## [INSTRUCTIONS FOR THE TASK]
Write out all the data again, exactly as it stands.

***** DATA EXTRACTS *****

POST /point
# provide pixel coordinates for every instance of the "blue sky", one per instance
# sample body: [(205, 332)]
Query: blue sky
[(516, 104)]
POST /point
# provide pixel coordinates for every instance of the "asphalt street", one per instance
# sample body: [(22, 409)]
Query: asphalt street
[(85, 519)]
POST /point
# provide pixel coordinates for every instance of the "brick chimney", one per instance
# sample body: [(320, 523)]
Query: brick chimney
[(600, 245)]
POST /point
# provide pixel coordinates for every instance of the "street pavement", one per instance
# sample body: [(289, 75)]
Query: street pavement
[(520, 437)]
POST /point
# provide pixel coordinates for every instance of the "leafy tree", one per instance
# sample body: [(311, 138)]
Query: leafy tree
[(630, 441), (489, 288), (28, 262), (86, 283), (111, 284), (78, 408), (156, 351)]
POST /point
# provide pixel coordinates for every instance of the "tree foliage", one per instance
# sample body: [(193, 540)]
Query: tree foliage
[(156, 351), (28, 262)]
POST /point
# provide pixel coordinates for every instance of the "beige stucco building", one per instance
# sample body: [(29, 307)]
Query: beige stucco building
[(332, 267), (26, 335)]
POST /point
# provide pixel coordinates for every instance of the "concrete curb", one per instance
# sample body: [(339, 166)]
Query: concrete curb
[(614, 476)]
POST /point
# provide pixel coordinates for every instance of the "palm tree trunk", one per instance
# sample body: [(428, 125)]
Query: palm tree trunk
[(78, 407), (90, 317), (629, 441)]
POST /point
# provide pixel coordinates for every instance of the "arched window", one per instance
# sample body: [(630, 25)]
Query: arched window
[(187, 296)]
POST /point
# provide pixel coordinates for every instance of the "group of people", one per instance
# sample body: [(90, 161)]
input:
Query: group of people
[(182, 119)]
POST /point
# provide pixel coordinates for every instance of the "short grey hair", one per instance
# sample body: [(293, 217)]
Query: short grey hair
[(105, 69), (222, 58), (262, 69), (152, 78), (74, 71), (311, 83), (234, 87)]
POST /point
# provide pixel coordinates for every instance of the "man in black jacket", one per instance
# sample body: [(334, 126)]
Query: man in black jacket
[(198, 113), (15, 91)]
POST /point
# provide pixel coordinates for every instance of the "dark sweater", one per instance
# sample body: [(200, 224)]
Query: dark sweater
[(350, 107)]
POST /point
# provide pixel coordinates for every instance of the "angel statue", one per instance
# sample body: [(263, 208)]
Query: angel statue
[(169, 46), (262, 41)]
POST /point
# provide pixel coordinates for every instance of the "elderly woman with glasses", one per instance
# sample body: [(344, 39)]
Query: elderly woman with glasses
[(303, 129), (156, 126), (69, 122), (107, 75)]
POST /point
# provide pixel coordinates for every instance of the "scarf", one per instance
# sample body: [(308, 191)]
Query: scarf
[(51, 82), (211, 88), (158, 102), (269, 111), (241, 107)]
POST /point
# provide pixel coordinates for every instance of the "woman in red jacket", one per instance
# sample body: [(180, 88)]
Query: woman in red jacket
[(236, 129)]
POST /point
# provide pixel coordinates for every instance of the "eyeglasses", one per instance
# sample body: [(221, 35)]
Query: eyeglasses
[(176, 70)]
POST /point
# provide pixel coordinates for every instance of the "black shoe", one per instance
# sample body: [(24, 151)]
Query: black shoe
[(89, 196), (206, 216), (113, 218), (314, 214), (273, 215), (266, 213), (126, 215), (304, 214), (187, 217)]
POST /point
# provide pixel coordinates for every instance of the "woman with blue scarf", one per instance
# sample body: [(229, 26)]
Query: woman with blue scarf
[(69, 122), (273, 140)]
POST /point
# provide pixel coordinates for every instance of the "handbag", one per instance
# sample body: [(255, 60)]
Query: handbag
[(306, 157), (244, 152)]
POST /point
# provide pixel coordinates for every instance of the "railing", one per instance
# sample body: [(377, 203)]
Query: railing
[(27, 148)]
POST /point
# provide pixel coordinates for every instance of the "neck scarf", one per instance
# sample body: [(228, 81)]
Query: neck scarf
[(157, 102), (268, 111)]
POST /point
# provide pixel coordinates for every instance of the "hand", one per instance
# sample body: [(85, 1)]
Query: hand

*****

## [RESULT OF THIS EXERCISE]
POST /point
# provide pixel coordinates for every instance of the "blue sky", one per instance
# sample body: [(205, 332)]
Query: blue sky
[(516, 104)]
POST /point
# provide pixel coordinates for every instance of the "asphalt street", one per instance
# sample body: [(22, 409)]
Query: asphalt street
[(85, 519)]
POST /point
# provide pixel coordinates for every instance of the "brick chimney", one per instance
# sample body: [(320, 523)]
Query: brick chimney
[(600, 245)]
POST /point
# provide pixel coordinates for every instance of the "street pavement", one per instance
# sample body: [(289, 75)]
Query: street pavement
[(520, 437)]
POST /point
# provide pixel coordinates for every instance of the "leafy tree", one per instance
# sample body: [(311, 138)]
Query: leafy tree
[(630, 441), (489, 288), (28, 262), (86, 283), (111, 284), (78, 408), (156, 351)]
POST /point
# provide pixel coordinates for every instance of the "tree foliage", one per instance
# sample body: [(193, 540)]
Query: tree foliage
[(156, 351), (28, 262)]
POST /point
# provide pixel coordinates for every instance of the "beige stucco building", one per instance
# sample body: [(29, 307)]
Query: beige stucco building
[(332, 267), (26, 335)]
POST /point
# provide pixel coordinates for every instance of the "concrete curb", one per instance
# sample body: [(339, 166)]
Query: concrete curb
[(614, 476)]
POST /point
# provide pixel coordinates for every instance of the "palm tree trunk", one per instance
# sample body: [(428, 125)]
Query: palm tree trunk
[(78, 407), (90, 317), (629, 441)]
POST /point
# provide pixel coordinates for every instance of the "arched window", one per instance
# sample body: [(630, 25)]
Query: arched window
[(187, 296)]
POST /point
# provide pixel coordinates for every instance of the "group of people", one per instance
# sample body: [(90, 161)]
input:
Query: group of people
[(182, 119)]
POST /point
# provide pixel coordinates for every instance of the "short grey hair", one per instance
# sample body: [(293, 217)]
Query: short grey hair
[(105, 69), (222, 58), (262, 69), (152, 78), (74, 71), (311, 83), (234, 87)]
POST /point
# provide pixel coordinates for every instance of the "man in black jacket", one per instance
# sample body: [(334, 126)]
Query: man in black jacket
[(198, 113), (15, 91)]
POST /point
# provide pixel coordinates for every instance of the "dark sweater", one per instance
# sample body: [(200, 224)]
Query: dark sweater
[(350, 107)]
POST /point
# provide pixel coordinates for every instance of the "angel statue", one per instance
# sample body: [(263, 208)]
Query: angel statue
[(169, 46), (262, 41)]
POST /point
# provide pixel coordinates for every instance of the "elderly woman with glasses", one per instance
# sample body: [(344, 39)]
Query: elderly woman with glasses
[(303, 129), (156, 126), (69, 122), (107, 75)]
POST /point
# provide pixel coordinates for every instance of the "scarf", one per instance
# sample body: [(308, 191)]
Query: scarf
[(51, 82), (211, 88), (158, 102), (269, 111), (241, 107)]
POST /point
# provide pixel coordinates for every instance of the "woman in red jacket", one per instance
# sample body: [(180, 88)]
Query: woman in red jacket
[(236, 129)]
POST /point
# provide pixel coordinates for every instance of the "eyeglasses", one per instance
# sample body: [(221, 35)]
Query: eyeglasses
[(176, 70)]
POST /point
# provide pixel coordinates for every instance of the "black shoe", one per instance
# sample body: [(24, 151)]
Query: black shoe
[(89, 196), (206, 216), (113, 218), (314, 214), (273, 215), (266, 213), (126, 215), (304, 214), (187, 217)]
POST /point
# provide pixel coordinates for every instance of the "woman with blue scarf", one per instance
# sample body: [(229, 26)]
Query: woman with blue scarf
[(69, 122), (273, 140)]
POST /point
# provide pixel coordinates for every instance of the "handbag", one per instance
# sample body: [(255, 60)]
Query: handbag
[(306, 157), (244, 152)]
POST /point
# provide pixel coordinates for every instance of the "railing", one per instance
# sample body: [(377, 203)]
Query: railing
[(27, 148)]
POST /point
# provide pixel coordinates for every instance of the "neck scarf", one per instance
# sample body: [(228, 81)]
Query: neck scarf
[(157, 102), (268, 111)]
POST /point
# provide pixel coordinates for every instance of the "hand", one per instance
# sample body: [(85, 1)]
Query: hand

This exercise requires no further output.